Vincent Godfrey Burns (1893 in Brooklyn – 1979) was Poet Laureate of Maryland, from 1962 until 1979.

Life
He graduated from Penn State University in 1916, Harvard University, and Union Theological Seminary in 1922. He studied at Columbia University from 1922 to 1924.
He served in World War I, in the 163rd Field Artillery.
He was ordained as a Congregational minister.
He married Edna Rodenberger in 1924; they had one daughter.

He collaborated with his brother, Robert, on I Am a Fugitive from a Georgia Chain Gang.
It was made into a movie in 1932, by Warner Brothers, and was nominated for several Academy Awards. He was appointed Poet Laureate of Maryland in 1962, by Governor J. Millard Tawes. There were attempts to unseat him, he remained Poet Laureate until his death in 1979.

His papers are held at the University of Maryland, Maryland Historical Society,
Columbia University, Syracuse University,
and Kent State University.

Some records
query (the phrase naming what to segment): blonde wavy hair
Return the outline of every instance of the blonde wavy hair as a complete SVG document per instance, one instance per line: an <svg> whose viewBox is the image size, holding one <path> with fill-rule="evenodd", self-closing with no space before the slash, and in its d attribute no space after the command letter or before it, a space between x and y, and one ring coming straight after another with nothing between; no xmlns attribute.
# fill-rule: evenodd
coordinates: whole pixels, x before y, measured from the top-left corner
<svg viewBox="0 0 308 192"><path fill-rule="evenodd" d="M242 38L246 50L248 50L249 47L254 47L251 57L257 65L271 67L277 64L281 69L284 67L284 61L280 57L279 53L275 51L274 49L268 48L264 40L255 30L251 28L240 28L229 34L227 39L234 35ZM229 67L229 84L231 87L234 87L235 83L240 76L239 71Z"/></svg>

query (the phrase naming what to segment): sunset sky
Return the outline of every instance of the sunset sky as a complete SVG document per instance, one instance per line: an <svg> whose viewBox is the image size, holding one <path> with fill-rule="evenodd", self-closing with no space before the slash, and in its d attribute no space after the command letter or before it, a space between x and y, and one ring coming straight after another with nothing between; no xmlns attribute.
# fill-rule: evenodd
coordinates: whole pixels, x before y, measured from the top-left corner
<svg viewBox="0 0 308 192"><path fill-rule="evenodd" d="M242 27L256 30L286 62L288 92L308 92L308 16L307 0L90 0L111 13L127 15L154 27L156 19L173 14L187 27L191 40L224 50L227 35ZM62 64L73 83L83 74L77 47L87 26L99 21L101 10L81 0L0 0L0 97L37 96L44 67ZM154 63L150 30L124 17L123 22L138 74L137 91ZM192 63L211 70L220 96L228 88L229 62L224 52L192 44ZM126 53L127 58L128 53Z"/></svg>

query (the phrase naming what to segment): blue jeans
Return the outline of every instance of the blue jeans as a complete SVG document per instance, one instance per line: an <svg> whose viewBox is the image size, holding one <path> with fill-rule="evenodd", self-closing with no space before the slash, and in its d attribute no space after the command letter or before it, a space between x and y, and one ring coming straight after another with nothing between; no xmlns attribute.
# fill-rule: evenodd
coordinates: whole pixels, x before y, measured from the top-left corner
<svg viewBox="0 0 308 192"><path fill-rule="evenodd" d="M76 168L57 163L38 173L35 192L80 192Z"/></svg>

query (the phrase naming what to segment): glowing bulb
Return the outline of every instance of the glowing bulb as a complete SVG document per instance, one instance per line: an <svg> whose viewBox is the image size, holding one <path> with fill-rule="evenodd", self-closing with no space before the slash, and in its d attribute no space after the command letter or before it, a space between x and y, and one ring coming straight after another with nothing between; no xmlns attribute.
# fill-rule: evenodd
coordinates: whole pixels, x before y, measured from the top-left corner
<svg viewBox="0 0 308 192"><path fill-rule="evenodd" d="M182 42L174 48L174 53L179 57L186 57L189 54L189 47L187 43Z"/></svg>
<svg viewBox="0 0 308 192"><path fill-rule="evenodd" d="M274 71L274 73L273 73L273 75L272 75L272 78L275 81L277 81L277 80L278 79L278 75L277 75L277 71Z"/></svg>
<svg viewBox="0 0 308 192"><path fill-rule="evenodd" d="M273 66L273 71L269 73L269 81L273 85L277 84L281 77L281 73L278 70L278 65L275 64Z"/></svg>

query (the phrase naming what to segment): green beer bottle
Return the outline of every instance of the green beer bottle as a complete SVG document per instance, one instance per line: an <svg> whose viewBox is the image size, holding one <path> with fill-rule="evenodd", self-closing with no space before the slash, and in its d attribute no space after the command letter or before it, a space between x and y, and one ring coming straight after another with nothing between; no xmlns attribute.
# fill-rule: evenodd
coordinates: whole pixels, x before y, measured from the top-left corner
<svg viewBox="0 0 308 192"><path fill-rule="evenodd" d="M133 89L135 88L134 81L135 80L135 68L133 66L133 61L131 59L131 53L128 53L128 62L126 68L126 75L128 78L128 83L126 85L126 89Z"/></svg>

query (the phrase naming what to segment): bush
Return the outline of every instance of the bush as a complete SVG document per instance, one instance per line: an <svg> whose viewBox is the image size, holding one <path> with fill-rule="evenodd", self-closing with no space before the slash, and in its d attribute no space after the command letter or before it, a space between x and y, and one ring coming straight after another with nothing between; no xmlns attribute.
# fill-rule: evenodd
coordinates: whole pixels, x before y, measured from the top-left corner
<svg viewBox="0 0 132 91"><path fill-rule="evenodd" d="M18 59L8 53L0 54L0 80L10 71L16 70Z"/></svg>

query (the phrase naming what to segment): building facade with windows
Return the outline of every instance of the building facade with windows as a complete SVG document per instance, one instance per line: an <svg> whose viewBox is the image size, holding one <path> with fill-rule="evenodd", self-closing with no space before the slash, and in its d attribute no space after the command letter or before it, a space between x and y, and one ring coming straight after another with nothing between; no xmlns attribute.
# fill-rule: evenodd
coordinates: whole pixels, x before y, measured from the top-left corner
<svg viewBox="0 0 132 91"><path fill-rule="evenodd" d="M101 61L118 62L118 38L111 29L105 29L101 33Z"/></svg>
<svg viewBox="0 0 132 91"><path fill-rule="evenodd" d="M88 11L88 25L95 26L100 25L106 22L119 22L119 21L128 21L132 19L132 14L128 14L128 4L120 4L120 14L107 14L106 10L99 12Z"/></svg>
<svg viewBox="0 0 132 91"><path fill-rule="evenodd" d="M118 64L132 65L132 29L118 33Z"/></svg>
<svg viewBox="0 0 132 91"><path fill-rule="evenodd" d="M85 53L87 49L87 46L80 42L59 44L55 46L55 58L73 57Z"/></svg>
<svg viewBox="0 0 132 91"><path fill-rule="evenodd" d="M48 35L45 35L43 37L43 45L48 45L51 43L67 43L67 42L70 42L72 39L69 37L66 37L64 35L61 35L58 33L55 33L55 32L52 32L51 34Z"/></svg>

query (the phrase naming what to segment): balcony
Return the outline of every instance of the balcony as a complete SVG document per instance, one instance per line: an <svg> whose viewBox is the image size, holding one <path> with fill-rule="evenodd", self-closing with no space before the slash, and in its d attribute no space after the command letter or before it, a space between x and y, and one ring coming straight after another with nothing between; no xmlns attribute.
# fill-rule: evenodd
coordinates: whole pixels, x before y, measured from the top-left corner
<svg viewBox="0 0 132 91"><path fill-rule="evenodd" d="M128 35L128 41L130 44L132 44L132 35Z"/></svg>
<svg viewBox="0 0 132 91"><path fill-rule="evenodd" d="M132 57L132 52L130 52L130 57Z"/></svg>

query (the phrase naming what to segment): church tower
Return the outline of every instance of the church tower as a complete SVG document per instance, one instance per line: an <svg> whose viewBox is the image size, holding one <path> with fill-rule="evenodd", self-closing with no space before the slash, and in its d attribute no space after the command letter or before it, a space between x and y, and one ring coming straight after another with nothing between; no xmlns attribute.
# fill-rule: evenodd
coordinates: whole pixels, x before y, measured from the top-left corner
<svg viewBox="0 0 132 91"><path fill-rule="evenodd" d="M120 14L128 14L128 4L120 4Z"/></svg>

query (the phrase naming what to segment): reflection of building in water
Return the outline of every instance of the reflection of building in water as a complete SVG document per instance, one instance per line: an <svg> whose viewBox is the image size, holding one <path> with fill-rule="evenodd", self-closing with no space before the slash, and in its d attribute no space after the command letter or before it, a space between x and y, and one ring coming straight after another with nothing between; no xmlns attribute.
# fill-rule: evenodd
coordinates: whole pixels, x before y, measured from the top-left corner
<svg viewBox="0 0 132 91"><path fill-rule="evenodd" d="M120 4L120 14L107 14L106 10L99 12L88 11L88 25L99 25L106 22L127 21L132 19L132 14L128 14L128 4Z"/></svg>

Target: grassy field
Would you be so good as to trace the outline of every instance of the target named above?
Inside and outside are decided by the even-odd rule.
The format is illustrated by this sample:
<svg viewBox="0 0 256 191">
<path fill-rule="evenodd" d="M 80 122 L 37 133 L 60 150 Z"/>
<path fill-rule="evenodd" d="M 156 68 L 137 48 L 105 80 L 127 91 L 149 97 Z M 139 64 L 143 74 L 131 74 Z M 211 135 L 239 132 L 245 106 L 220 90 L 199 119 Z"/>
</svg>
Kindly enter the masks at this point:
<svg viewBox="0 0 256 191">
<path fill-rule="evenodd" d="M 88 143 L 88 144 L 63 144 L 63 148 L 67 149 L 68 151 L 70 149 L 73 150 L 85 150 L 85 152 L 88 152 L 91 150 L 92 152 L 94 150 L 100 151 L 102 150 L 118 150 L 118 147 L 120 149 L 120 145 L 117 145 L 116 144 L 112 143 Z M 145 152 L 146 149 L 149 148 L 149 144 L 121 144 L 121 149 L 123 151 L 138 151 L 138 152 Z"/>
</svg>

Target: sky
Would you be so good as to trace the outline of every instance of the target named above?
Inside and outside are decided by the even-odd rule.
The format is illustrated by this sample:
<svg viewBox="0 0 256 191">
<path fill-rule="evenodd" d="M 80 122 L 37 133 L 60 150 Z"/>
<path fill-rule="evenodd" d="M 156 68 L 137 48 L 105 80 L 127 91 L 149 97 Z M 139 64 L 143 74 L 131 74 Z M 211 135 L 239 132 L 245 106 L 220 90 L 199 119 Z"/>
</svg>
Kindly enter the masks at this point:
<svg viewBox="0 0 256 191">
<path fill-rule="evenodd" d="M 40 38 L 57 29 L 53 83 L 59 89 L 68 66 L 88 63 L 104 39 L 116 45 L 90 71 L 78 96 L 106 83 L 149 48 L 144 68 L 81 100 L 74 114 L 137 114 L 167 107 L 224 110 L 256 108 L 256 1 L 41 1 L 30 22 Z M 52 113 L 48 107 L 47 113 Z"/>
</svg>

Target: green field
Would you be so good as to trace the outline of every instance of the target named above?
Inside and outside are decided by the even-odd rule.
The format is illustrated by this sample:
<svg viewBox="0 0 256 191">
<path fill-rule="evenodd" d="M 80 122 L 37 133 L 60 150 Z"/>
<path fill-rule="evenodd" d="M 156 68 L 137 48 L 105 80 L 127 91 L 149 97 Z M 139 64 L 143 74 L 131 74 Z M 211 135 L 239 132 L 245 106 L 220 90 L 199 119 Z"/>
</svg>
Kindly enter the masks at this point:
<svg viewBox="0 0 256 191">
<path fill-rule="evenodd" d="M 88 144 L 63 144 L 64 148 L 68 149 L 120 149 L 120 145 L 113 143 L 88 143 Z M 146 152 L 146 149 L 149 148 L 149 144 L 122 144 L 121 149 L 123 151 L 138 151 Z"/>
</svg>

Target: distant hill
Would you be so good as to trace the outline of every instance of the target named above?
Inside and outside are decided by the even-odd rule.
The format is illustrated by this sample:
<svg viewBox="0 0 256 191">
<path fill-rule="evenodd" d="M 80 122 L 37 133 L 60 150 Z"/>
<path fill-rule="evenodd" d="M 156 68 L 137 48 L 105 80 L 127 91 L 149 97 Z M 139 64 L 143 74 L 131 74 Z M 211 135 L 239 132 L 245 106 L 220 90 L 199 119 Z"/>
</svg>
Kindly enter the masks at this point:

- [Task 1]:
Answer these questions using the biography of Vincent Godfrey Burns:
(a) In which unit did he serve in World War I?
(b) Who appointed him Poet Laureate of Maryland?
(c) Whom did he marry, and in what year?
- [Task 2]:
Please reproduce the biography of Vincent Godfrey Burns from "Vincent Godfrey Burns" to "163rd Field Artillery." word for word.

- [Output 1]:
(a) The 163rd Field Artillery
(b) Governor J. Millard Tawes
(c) Edna Rodenberger, in 1924

- [Output 2]:
Vincent Godfrey Burns (1893 in Brooklyn – 1979) was Poet Laureate of Maryland, from 1962 until 1979.

Life
He graduated from Penn State University in 1916, Harvard University, and Union Theological Seminary in 1922. He studied at Columbia University from 1922 to 1924.
He served in World War I, in the 163rd Field Artillery.